Given records
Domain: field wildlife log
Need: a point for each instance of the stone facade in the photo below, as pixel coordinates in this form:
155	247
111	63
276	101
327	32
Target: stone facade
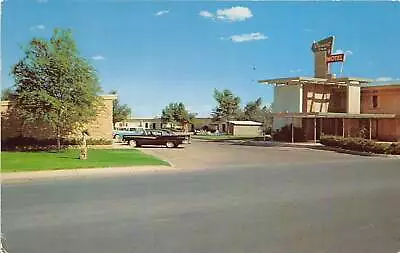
13	126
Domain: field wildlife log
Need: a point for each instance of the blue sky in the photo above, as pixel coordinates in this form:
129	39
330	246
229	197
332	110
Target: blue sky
154	53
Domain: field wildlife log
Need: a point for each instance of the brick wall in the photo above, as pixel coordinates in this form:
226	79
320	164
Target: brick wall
12	125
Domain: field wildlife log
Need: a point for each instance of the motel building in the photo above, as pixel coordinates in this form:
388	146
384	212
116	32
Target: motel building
345	106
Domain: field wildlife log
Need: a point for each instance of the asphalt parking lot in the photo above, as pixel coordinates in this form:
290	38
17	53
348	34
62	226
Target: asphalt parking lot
203	154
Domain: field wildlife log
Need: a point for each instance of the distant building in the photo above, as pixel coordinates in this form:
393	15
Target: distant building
13	126
342	106
244	128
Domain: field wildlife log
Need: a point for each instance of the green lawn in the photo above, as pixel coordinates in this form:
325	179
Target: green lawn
69	159
225	137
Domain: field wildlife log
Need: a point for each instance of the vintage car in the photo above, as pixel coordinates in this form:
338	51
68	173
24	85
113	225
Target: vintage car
156	137
120	132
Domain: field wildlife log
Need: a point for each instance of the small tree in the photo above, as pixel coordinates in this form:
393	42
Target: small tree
176	113
228	106
7	94
55	85
121	112
253	110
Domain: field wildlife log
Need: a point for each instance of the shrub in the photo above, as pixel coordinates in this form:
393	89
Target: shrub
360	144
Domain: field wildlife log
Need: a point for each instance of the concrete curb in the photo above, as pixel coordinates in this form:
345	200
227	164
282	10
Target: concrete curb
83	172
316	146
360	153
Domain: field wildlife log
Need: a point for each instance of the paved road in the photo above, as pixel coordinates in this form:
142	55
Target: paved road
202	154
333	205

Instruction
From the listing, extract all text exactly as given and drop any picture.

Answer for this exercise
Domain: field wildlife log
Need: a point for each instance of the stone facade in the photo below, as pixel coordinates in this form:
155	247
111	63
276	101
327	32
Target: stone facade
13	126
Domain: field wildlife log
Need: a point for each instance of the blue sky in the photo above, as pixel coordinates in this form:
129	39
330	246
229	197
332	110
Target: blue sky
154	53
Domain: field wildlife log
Need: a point for each instance of the brick wall in the photo above, as pixel coordinates in this form:
226	79
320	164
Target: brick wall
12	125
Domain: field wildlife log
Need: a point for each instance of the motel building in the photo above, as pixel coordinates in this form:
388	146
384	212
116	32
Target: motel building
345	106
Domain: field wildlife log
Need: a point for each instance of the asphalt parking lot in the photo above, as pixel coordinates in this form:
290	38
17	53
348	34
62	226
Target: asphalt parking lot
203	154
Domain: field wildlife log
Need: a point for each instance of the distant building in the photo above, as pixel coordinates in this form:
393	15
Target: distant building
13	126
342	106
244	128
Domain: field wildlife log
Need: a point for each instance of the green lawn in the photo above, as pixel coordinates in this form:
325	179
Target: green lawn
69	159
225	137
Domain: field wildlife log
Need: a point for each instance of the vintage car in the photo above, as pixel coordinates in this form:
338	51
68	173
24	85
113	225
Target: vintage car
156	137
120	132
Domain: field wildlife log
Need: a point for each instance of the small tree in the photo above, as pixel coordinates in this form:
393	42
Target: small tree
176	113
228	106
7	94
55	85
121	112
253	110
Domain: field wildlife log
Need: a point for each instance of the shrub in the photo above, as pixel coordinates in this form:
393	89
Target: shrub
360	144
Domain: field wildlife log
Need: a point for each instance of the concrete curb in the photo above, as pixel coordinates in this form:
345	200
227	164
282	10
Target: concrete curb
83	172
316	146
360	153
Domain: field wildlife log
Need: a point for each instance of the paved road in the photo above, as pixel coordinates in this form:
142	55
Target: paved road
202	154
333	205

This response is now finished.